*Problem description*. Copy out, unchanged, the lines that start with the one containing "of the illuminated" and continue through the last line of the entries.

--- Start Extracted entries ---

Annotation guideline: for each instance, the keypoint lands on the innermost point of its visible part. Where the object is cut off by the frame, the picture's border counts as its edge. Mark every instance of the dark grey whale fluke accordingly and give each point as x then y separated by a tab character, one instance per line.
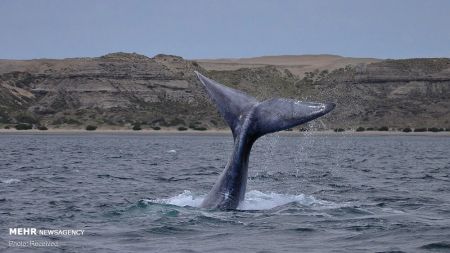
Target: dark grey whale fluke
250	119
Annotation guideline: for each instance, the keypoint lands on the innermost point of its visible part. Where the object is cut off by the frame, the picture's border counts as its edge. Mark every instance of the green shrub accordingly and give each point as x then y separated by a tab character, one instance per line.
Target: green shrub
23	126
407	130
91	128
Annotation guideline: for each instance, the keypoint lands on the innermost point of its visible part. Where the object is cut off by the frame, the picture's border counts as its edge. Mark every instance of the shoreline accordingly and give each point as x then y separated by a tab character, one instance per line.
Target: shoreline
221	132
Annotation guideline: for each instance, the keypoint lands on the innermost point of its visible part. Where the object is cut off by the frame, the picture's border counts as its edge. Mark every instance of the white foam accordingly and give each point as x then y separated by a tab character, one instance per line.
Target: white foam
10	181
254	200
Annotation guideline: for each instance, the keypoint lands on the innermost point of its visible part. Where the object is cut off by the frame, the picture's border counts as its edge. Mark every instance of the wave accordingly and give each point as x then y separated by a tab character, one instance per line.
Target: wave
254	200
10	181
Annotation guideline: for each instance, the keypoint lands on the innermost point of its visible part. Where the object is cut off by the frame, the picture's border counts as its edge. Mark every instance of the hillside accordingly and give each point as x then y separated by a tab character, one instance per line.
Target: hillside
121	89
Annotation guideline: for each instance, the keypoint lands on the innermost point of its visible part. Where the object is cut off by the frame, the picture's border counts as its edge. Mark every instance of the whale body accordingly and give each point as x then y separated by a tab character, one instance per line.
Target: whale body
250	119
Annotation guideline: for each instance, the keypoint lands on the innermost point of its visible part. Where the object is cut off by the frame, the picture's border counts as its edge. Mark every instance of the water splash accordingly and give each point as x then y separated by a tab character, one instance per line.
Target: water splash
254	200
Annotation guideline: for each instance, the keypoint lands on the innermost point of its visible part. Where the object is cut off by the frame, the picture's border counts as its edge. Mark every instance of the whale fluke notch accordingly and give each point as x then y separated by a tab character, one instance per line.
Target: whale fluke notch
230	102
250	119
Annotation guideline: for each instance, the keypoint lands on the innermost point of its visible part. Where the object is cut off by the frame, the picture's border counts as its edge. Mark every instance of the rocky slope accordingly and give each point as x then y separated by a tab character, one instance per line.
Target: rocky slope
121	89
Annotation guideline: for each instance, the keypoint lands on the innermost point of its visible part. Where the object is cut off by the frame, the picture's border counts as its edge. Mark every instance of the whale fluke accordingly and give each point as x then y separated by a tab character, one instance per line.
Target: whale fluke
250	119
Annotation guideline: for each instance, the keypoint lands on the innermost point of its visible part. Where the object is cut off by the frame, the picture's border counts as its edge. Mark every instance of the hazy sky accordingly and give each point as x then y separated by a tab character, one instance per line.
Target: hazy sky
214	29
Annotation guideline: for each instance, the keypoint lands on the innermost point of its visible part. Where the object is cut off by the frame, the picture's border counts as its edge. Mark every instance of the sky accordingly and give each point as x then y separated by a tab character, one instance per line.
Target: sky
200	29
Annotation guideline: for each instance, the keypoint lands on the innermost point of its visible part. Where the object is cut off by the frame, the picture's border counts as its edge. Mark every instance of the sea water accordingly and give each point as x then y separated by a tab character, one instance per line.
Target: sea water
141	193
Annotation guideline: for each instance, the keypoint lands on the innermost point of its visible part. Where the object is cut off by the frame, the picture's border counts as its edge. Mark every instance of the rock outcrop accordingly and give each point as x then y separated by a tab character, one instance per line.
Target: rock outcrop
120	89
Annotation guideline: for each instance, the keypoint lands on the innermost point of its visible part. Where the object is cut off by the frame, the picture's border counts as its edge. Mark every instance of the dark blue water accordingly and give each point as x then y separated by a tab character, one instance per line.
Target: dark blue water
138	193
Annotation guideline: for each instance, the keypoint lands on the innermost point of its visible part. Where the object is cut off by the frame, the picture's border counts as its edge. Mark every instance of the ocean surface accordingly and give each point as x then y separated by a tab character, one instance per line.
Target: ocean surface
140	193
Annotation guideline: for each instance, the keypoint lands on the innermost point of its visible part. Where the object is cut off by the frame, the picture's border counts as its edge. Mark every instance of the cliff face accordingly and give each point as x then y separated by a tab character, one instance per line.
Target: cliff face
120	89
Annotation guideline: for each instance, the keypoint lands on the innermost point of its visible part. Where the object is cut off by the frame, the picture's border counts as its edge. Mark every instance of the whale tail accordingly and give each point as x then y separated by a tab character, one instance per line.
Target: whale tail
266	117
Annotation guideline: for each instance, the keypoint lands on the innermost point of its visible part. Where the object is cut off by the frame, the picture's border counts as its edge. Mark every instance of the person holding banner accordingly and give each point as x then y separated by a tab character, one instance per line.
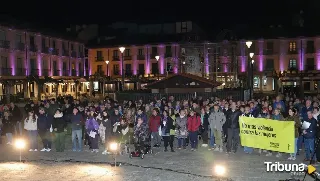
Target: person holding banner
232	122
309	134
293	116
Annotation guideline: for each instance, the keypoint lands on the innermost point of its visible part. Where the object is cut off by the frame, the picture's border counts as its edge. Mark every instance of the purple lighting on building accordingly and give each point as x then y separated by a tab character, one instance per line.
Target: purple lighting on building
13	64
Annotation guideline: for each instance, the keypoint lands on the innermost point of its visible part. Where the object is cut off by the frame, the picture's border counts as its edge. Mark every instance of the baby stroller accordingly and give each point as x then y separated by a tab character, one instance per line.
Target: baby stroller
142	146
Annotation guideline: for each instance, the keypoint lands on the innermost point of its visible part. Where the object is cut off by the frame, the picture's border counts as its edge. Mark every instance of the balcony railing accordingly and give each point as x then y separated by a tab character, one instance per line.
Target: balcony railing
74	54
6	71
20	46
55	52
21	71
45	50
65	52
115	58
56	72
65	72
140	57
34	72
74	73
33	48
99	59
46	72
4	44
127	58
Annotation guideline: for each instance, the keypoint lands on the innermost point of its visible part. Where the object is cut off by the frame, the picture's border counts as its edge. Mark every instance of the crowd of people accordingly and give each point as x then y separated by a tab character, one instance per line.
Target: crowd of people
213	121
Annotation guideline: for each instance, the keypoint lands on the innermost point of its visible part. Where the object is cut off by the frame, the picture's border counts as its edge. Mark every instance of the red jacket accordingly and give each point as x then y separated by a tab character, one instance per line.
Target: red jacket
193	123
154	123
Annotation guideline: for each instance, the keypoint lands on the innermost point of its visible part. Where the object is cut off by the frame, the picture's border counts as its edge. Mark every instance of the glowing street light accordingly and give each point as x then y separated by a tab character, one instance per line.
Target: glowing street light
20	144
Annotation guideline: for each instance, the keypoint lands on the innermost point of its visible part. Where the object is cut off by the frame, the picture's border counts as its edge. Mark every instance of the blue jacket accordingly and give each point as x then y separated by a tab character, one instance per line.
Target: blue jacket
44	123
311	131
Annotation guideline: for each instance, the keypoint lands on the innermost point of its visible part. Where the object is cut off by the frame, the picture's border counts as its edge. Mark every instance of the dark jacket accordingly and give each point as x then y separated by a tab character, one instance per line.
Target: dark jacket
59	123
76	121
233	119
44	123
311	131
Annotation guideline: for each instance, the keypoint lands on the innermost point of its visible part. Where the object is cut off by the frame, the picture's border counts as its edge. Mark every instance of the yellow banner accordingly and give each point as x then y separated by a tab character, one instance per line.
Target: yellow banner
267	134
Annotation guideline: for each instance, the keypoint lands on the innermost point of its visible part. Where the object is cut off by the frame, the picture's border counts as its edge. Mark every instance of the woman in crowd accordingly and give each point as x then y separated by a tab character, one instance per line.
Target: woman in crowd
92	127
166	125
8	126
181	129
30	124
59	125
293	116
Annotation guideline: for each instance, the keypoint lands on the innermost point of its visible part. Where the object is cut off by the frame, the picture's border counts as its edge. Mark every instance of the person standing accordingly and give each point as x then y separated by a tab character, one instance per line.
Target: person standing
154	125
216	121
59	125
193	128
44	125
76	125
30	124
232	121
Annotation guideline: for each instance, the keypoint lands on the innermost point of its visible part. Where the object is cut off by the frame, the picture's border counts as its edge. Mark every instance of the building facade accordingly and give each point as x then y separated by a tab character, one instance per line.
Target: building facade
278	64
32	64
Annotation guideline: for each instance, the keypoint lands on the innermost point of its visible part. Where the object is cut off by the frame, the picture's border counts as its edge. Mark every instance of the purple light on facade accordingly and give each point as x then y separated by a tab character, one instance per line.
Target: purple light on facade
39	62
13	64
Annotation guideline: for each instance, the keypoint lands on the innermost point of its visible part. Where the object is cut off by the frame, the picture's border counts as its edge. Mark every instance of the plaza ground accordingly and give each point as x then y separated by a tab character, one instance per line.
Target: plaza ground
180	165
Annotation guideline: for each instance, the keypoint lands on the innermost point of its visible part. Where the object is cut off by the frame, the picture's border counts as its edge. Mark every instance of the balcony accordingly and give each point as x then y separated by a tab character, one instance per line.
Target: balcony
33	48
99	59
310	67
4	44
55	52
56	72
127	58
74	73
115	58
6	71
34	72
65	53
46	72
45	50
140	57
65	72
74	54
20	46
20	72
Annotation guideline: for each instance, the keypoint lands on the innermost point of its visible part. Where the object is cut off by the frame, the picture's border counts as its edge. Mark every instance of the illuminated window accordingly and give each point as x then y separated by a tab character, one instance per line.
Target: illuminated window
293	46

--- End Extracted entries ---

*Reply to the exercise*.
Annotation guideline: for each instance, the keypoint lands on the innermost point of its visible part. Where the object is cut off by the frame, the picture's border counts as its edge. Mark every instance of the illuminated window accordingly and give each point as x then y separated by a tab character, one instance per line.
Target: illuminated window
293	46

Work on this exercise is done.